▶ WHAT IS ASKED
A. Answer these questions using the DAI link text:
(i) Once DAI links are set up, what structure are they fed to?
(ii) The ssi1 node is the SSI cpu-dai node for which SoC?
(iii) In the SSI node, what values does the dma-names property hold?
B. Carry on the DAI link text from its last sentence.

▶ DOCUMENT PASSAGE
+-------+

This link is set up from within the machine driver. It should specify the cpu_dai, the codec_dai, and the platform that is used. Once set up, DAI links are fed to struct snd_soc_card, which represents a sound card. The following list describes the elements in the structure:
In most cases, .cpu_of_node and .platform_of_node are the same, since the CPU DAI driver and the DMA PCM driver are implemented by the same device. That being said, you must specify the link's codec either by name or by of_node, but not both. You must do the same for the CPU and platform. However, at least one of the CPU DAI name or the CPU device name/node must be specified. This could be summarized as follows:
if (link->platform_name && link->platform_of_node)
==> Error
if (link->cpu_name && link->cpu_of_node)
==> Eror
if (!link->cpu_dai_name && !(link->cpu_name || link->cpu_of_node))
==> Error
There is a key point it is worth noting here. How do we reference the platform or CPU node in the DAI link? We will answer this question later. Let's first consider the following two device nodes. The first one (ssi1) is the SSI cpu-dai node for the i.mx6 SoC. The second node (sgtl5000) represents the sgtl5000 codec chip:
ssi1: ssi@2028000 {
#sound-dai-cells = <0>;
compatible = "fsl,imx6q-ssi", "fsl,imx51-ssi";
reg = <0x02028000 0x4000>;
interrupts = <0 46 IRQ_TYPE_LEVEL_HIGH>;
clocks = <&clks IMX6QDL_CLK_SSI1_IPG>,
<&clks IMX6QDL_CLK_SSI1>;
clock-names = "ipg", "baud";
dmas = <&sdma 37 1 0>, <&sdma 38 1 0>;
dma-names = "rx", "tx";
fsl,fifo-depth = <15>;
status = "disabled";
};
&i2c0{
sgtl5000: codec@0a {
compatible = "fsl,sgtl5000";
#sound-dai-cells = <0>;
reg = <0x0a>;
clocks = <&audio_clock>;
VDDA-supply = <®_3p3v>;
VDDIO-supply = <®_3p3v>;
VDDD-supply = <®_1p5v>;
};
};
Important note
In the SSI node, you can see the dma-names = "rx", "tx"; property, which is the expected DMA channel names requested by the pcmdmaengine framework. This may also be an indication that the CPU DAI and platform PCM are represented by the same node.

+-------+

Location identification listing
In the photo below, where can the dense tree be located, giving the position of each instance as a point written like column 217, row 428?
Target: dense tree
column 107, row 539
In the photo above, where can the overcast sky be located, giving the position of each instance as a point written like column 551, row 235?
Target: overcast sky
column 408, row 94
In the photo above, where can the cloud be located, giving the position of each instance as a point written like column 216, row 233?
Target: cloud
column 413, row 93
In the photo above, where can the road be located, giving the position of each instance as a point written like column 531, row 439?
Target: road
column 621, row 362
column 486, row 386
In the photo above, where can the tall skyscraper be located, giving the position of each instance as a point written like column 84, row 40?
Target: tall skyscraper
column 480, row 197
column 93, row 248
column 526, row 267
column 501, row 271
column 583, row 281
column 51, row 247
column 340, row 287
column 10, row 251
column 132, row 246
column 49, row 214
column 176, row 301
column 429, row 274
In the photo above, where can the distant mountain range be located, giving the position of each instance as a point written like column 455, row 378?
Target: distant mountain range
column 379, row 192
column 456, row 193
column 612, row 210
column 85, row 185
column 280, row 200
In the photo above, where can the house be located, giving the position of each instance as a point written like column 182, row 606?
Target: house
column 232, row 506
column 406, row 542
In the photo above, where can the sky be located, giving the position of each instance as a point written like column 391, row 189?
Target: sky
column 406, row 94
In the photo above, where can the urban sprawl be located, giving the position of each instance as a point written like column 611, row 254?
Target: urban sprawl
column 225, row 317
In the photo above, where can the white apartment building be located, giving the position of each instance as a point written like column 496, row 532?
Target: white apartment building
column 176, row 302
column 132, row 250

+-------+

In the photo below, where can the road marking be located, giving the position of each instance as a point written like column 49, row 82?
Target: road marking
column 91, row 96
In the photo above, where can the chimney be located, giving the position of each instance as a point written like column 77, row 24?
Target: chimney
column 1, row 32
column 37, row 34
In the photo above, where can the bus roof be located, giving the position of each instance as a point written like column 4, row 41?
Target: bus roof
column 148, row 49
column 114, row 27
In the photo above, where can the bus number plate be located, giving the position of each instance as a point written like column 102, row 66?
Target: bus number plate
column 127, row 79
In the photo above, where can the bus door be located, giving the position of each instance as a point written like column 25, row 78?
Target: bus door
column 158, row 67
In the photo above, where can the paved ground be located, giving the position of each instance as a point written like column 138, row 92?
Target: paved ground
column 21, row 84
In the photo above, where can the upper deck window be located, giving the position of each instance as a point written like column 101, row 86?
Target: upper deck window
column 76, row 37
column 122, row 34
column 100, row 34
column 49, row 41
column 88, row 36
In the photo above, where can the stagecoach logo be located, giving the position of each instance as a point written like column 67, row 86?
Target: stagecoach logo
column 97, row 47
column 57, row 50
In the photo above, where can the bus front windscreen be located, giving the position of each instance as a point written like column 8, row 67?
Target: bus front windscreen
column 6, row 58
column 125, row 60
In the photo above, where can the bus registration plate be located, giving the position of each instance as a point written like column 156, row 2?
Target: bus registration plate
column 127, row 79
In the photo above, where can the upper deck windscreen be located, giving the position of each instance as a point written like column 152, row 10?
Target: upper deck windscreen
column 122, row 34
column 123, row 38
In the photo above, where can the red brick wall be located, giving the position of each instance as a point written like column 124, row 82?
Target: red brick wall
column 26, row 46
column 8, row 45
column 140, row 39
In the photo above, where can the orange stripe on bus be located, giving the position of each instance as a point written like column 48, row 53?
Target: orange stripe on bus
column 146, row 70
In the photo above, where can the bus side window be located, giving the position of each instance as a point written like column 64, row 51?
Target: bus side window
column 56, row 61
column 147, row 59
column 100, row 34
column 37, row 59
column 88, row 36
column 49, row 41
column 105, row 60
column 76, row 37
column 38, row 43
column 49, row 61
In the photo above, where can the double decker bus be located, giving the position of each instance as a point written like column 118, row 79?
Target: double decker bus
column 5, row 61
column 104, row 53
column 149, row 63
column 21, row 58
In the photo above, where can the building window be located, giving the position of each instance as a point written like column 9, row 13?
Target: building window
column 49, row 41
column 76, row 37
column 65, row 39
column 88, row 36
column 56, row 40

+-------+

▶ ANSWERS TO THE EXERCISE
A.
(i) struct snd_soc_card, which represents a sound card.
(ii) The i.mx6 SoC.
(iii) "rx" and "tx".

B.
We will consider a system where an i.MX6 SoC is connected to an sgtl5000 audio codec. It is common for machine drivers to grab either CPU or CODEC device tree nodes by referencing those nodes (their phandle actually) as its properties. This way, you can just use one of the OF helpers (such as of_parse_phandle()) to grab a reference on these nodes. The following is an example of a machine node that references both the codec and the platform by an OF node:
sound {
compatible = "fsl,imx51-babbage-sgtl5000",
"fsl,imx-audio-sgtl5000";
model = "imx51-babbage-sgtl5000";
ssi-controller = <&ssi1>;
audio-codec = <&sgtl5000>;
[...]
};
In the preceding machine node, the codec and CPUE are passed by reference (their phandle) via the audio-codec and ssi-controller properties. These property names are not standardized as long as the machine driver is written by you (this is not true if you use the simple-card machine driver, for example, which expects some predefined names). In the machine driver, you'll see something like this:
static int imx_sgtl5000_probe(struct platform_device *pdev)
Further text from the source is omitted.